Activity: Return the entire passage below on WHO guidance for DRV/r, word for word.

WHO currently lists DRV/r as an alternative second-line treatment option. This is due to the historical lack of an affordable fixed-dose combination and not due to the relative efficacy of the medicine.
At the end of 2021, community advocates with AfroCAB released a position statement calling on WHO, national governments, and global procurement agencies to take several actions to expand access to DRV/r, including updating WHO and national guidelines to list DRV/r as the preferred second-line therapy and for national governments to begin introducing DRV/r into treatment programs.
We call on the WHO to immediately update its guidelines to include DRV/r as the preferred protease inhibitor for use in second-line. While DRV/r is listed as an alternative second-line regimen, its significant clinical benefits and recent availability at a dramatically reduced price mandate its use as the preferred second-line protease inhibitor.
– AfroCAB Community Position Statement on DRV/r 2L Access (December 2021)
With a fixed-dose combination now available and affordable, and communities calling for access, advocates expect WHO to revise guidelines to promote DRV/r as the preferred option for people needing a protease inhibitor.

Supplied data:
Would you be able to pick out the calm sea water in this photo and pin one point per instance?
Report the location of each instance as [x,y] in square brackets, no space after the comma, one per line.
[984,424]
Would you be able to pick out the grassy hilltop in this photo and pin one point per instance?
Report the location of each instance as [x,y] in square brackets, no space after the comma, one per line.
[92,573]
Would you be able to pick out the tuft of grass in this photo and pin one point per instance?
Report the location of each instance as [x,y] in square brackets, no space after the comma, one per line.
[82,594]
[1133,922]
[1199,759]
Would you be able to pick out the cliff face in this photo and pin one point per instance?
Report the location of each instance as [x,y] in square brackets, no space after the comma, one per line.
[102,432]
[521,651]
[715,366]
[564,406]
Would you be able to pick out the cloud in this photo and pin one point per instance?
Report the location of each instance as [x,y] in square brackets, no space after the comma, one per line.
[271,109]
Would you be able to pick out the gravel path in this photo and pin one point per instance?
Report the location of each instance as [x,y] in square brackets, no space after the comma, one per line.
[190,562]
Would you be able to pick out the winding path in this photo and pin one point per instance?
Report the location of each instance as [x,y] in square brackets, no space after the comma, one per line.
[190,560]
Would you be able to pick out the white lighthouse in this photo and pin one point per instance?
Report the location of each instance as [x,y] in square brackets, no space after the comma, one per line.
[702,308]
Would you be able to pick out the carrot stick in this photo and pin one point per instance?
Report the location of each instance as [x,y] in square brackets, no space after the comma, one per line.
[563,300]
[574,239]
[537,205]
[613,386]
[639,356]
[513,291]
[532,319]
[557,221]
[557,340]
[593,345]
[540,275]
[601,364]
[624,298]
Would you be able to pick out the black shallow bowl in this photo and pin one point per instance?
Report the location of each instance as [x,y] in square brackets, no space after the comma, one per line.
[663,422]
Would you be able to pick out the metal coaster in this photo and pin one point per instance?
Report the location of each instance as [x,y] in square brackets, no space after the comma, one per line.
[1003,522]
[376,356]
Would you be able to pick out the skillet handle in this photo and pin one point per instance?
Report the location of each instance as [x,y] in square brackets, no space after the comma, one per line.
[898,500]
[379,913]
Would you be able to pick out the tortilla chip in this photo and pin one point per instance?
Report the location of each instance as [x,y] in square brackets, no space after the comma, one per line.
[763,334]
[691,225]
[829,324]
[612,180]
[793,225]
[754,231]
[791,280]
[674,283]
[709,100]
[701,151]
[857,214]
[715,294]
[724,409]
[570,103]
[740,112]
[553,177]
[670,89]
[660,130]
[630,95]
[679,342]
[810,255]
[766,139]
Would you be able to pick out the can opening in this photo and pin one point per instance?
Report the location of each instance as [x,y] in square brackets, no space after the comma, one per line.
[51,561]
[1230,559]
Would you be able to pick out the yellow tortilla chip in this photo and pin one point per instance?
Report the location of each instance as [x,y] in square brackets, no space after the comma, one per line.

Task solution:
WHO currently lists DRV/r as an alternative second-line treatment option. This is due to the historical lack of an affordable fixed-dose combination and not due to the relative efficacy of the medicine.
At the end of 2021, community advocates with AfroCAB released a position statement calling on WHO, national governments, and global procurement agencies to take several actions to expand access to DRV/r, including updating WHO and national guidelines to list DRV/r as the preferred second-line therapy and for national governments to begin introducing DRV/r into treatment programs.
We call on the WHO to immediately update its guidelines to include DRV/r as the preferred protease inhibitor for use in second-line. While DRV/r is listed as an alternative second-line regimen, its significant clinical benefits and recent availability at a dramatically reduced price mandate its use as the preferred second-line protease inhibitor.
– AfroCAB Community Position Statement on DRV/r 2L Access (December 2021)
With a fixed-dose combination now available and affordable, and communities calling for access, advocates expect WHO to revise guidelines to promote DRV/r as the preferred option for people needing a protease inhibitor.